What is needed.
Every record should be copied exactly, except that pictures are to be omitted.

Materials provided.
* * *
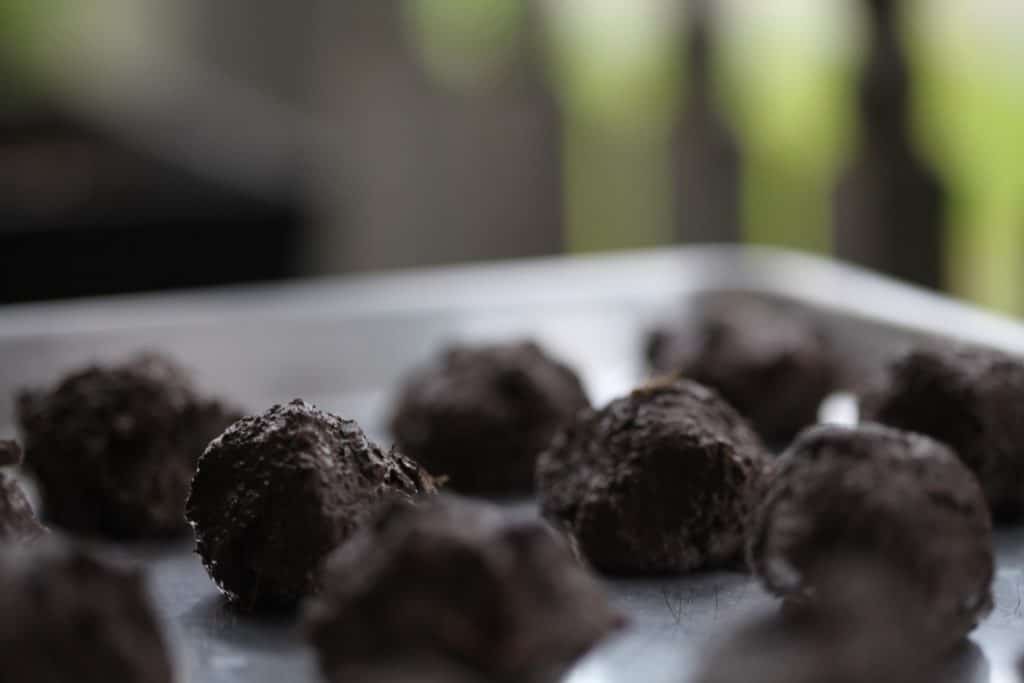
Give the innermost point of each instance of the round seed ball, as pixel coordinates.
(17, 521)
(865, 628)
(481, 416)
(971, 398)
(898, 499)
(772, 365)
(458, 585)
(657, 481)
(68, 617)
(275, 493)
(115, 447)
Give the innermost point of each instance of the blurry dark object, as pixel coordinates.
(483, 414)
(655, 482)
(17, 521)
(278, 492)
(68, 617)
(971, 398)
(83, 213)
(114, 449)
(434, 172)
(707, 153)
(867, 627)
(771, 364)
(889, 205)
(900, 500)
(481, 589)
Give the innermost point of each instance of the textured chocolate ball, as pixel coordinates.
(866, 628)
(898, 499)
(114, 449)
(275, 493)
(453, 583)
(482, 415)
(67, 617)
(971, 398)
(17, 521)
(658, 481)
(771, 364)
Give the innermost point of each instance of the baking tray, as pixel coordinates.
(344, 343)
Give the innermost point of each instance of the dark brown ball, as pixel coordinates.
(275, 493)
(67, 617)
(483, 414)
(115, 447)
(17, 520)
(657, 481)
(461, 585)
(901, 500)
(866, 628)
(971, 398)
(772, 365)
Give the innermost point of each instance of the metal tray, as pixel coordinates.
(344, 343)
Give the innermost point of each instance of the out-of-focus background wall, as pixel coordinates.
(166, 143)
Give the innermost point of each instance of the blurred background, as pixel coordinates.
(165, 143)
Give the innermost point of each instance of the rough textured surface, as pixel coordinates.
(972, 399)
(66, 617)
(275, 493)
(17, 520)
(479, 589)
(866, 628)
(898, 499)
(657, 481)
(772, 365)
(114, 449)
(483, 414)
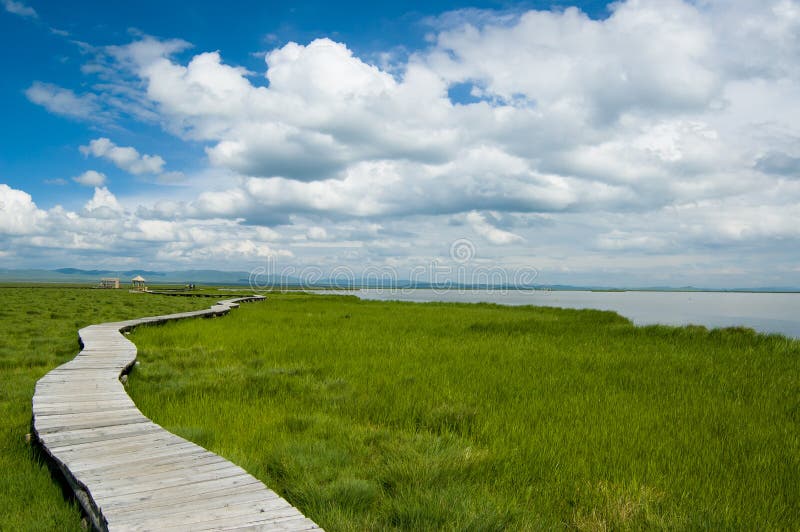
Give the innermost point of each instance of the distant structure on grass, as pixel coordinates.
(138, 283)
(109, 282)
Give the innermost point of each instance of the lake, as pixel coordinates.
(764, 312)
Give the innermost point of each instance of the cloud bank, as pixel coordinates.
(668, 130)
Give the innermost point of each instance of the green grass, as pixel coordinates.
(38, 331)
(380, 415)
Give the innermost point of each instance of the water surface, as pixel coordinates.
(764, 312)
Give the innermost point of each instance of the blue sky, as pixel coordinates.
(637, 143)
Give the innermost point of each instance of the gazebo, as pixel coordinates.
(138, 283)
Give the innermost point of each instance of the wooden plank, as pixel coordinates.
(128, 472)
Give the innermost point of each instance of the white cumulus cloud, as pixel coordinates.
(91, 178)
(125, 158)
(20, 8)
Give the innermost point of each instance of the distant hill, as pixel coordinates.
(242, 278)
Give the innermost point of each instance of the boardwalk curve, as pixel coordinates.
(129, 473)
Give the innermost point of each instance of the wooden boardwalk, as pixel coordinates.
(129, 473)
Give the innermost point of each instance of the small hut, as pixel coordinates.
* * *
Solution to this task.
Give the innermost point of each instance of the round seed ball, as pixel coordinates.
(17, 521)
(865, 628)
(481, 416)
(971, 398)
(898, 499)
(772, 365)
(458, 585)
(657, 481)
(68, 617)
(275, 493)
(115, 447)
Give the innermost point of each instance of the blurry dark object, as pixel coordinates.
(483, 414)
(655, 482)
(17, 521)
(278, 492)
(68, 617)
(971, 398)
(83, 213)
(114, 449)
(434, 172)
(707, 153)
(867, 627)
(771, 364)
(889, 205)
(900, 500)
(481, 589)
Give the innermost point of each instance of the textured chocolate ball, as pixel coordinates.
(866, 628)
(898, 499)
(114, 449)
(275, 493)
(453, 583)
(482, 415)
(67, 617)
(971, 398)
(17, 521)
(658, 481)
(771, 364)
Give the innermost point of each instance of the baking tray, as pixel coordinates.
(344, 343)
Give the innermost point of each instance of the dark brown ball, as pixel coordinates.
(275, 493)
(67, 617)
(483, 414)
(115, 447)
(17, 520)
(657, 481)
(461, 585)
(901, 500)
(866, 628)
(971, 398)
(772, 365)
Give the innermost point of each instance of the metal tray, as pixel coordinates.
(344, 343)
Give the innermost point of each instance of the out-of-focus background wall, as pixel coordinates.
(166, 143)
Give the innermost point of each instance of the blurred background, as pixel coordinates.
(165, 143)
Give the innermost point of each instance of the rough textured surface, as pixel coordinates.
(972, 399)
(66, 617)
(275, 493)
(17, 520)
(479, 589)
(866, 628)
(898, 499)
(657, 481)
(772, 365)
(114, 449)
(483, 414)
Give the innermost point of each instance of the distant structure on grass, as pixel coordinates.
(138, 283)
(109, 282)
Give the innermost point of each instance of the lake, as pixel coordinates.
(764, 312)
Give the innermost point of each instance of the cloud bank, as pixel coordinates.
(668, 130)
Give the innermost point of each instance of the green grass, as pixel coordinates.
(38, 331)
(380, 415)
Give the innermost point of each instance of the water surface, as pixel coordinates.
(764, 312)
Give the innermost point of each instance of the blue sky, as pixel coordinates.
(637, 143)
Give the innermost point of each instance of the gazebo, as pixel coordinates.
(138, 283)
Give the innermost point of each instance of the wooden plank, as pixel coordinates.
(128, 472)
Give the innermost point of each instance of the white cumulus cloud, as pixel coordinates.
(91, 178)
(125, 158)
(20, 8)
Give the innermost point of each instance of the distant hill, as pixel coordinates.
(242, 278)
Give the innermost point of each instance of the boardwalk curve, as pixel coordinates.
(129, 473)
Give the innermost point of each instance of the wooden boardwalk, as pixel coordinates.
(129, 473)
Give the innermost point of each instance of the small hut, as pixel coordinates.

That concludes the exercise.